*** Excerpted text ***

But trying to understand better what happens, not running sym_vehicle, but instead running in one window build/sitl/bin/arducopter (having compiled without symbols (no -D)):
% build/sitl/bin/arducopter -S --model quad
Suggested EK3_BCOEF_ = 16.288, EK3_MCOEF = 0.209*
Starting sketch ‘ArduCopter’
Starting SITL input
Using Irlock at port : 9005
bind port 5760 for 0
Serial port 0 on TCP port 5760
Waiting for connection …
It waits forever.

Running mavproxy in another window:
% mavproxy.py --out 127.0.0.1:14550 --out 127.0.0.1:14551 --master tcp:127.0.0.1:5760 --sitl 127.0.0.1:5501
Connect tcp:127.0.0.1:5760 source_system=255
Log Directory:
Telemetry log: mav.tlog
Waiting for heartbeat from tcp:127.0.0.1:5760
MAV> online system 1
Mode(0)> Mode Mode(0)

***

■ **Required work**
1. List every distinct port number that appears in the excerpt, each one once.
2. Quote the excerpt word for word. Begin at the words "But trying to" and stop after "It waits forever.".
3. In the excerpt, which model is given to arducopter with the --model option?

*** Record extracts ***

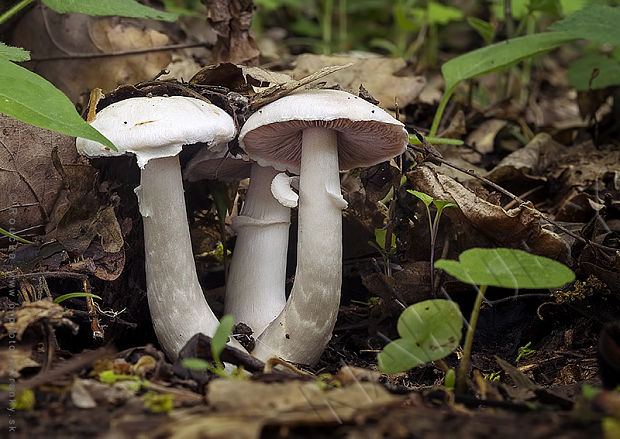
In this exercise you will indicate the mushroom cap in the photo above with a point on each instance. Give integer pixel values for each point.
(157, 127)
(220, 165)
(367, 135)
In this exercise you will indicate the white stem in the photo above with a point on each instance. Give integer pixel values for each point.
(178, 306)
(255, 292)
(301, 331)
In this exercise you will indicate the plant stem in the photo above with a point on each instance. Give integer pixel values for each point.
(461, 377)
(440, 109)
(14, 10)
(342, 25)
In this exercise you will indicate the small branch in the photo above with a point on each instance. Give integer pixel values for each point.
(121, 53)
(511, 195)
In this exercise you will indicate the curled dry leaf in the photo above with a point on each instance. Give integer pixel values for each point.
(379, 75)
(30, 313)
(14, 360)
(520, 227)
(28, 179)
(231, 21)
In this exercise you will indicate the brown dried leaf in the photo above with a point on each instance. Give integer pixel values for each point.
(520, 227)
(379, 75)
(245, 407)
(46, 34)
(231, 20)
(34, 312)
(27, 174)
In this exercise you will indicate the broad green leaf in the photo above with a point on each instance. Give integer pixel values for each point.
(440, 14)
(220, 338)
(580, 72)
(11, 53)
(596, 23)
(485, 29)
(430, 330)
(426, 199)
(72, 295)
(123, 8)
(195, 364)
(507, 268)
(30, 98)
(499, 56)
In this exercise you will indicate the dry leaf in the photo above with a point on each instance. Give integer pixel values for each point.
(520, 227)
(379, 75)
(27, 175)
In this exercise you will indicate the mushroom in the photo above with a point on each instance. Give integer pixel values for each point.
(255, 287)
(318, 133)
(155, 130)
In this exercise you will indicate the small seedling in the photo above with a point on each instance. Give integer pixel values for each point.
(429, 331)
(504, 268)
(525, 352)
(433, 224)
(158, 402)
(218, 342)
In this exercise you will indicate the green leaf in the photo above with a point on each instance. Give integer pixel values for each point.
(195, 364)
(72, 295)
(440, 14)
(11, 53)
(485, 29)
(596, 23)
(580, 72)
(220, 338)
(123, 8)
(426, 199)
(30, 98)
(499, 56)
(430, 330)
(507, 268)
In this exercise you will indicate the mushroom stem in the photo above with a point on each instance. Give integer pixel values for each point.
(255, 292)
(178, 306)
(303, 328)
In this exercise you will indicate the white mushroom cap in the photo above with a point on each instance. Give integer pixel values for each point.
(157, 127)
(217, 165)
(367, 135)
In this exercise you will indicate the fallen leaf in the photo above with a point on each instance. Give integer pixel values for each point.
(378, 75)
(520, 227)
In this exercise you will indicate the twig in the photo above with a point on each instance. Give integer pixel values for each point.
(120, 53)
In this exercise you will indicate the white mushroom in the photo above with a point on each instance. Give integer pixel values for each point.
(255, 287)
(317, 133)
(155, 130)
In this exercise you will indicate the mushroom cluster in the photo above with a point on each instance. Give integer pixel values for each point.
(314, 134)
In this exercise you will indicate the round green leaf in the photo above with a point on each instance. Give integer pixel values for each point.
(507, 268)
(430, 331)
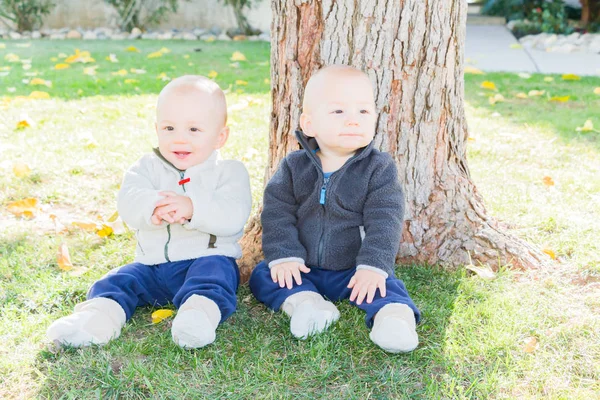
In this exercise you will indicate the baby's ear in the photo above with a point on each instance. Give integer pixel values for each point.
(306, 125)
(223, 136)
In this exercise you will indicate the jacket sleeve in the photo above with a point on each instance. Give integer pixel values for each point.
(224, 210)
(383, 216)
(138, 195)
(280, 233)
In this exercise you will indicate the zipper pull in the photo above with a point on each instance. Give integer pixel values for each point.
(323, 191)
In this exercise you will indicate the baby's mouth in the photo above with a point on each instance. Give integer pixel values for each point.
(181, 154)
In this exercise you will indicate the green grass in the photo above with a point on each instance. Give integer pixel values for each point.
(473, 332)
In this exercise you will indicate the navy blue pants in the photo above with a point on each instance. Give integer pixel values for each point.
(135, 285)
(330, 284)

***

■ **Task-by-task answers**
1. 9005, 5760, 14550, 14551, 5501

2.
But trying to understand better what happens, not running sym_vehicle, but instead running in one window build/sitl/bin/arducopter (having compiled without symbols (no -D)):
% build/sitl/bin/arducopter -S --model quad
Suggested EK3_BCOEF_ = 16.288, EK3_MCOEF = 0.209*
Starting sketch ‘ArduCopter’
Starting SITL input
Using Irlock at port : 9005
bind port 5760 for 0
Serial port 0 on TCP port 5760
Waiting for connection …
It waits forever.

3. quad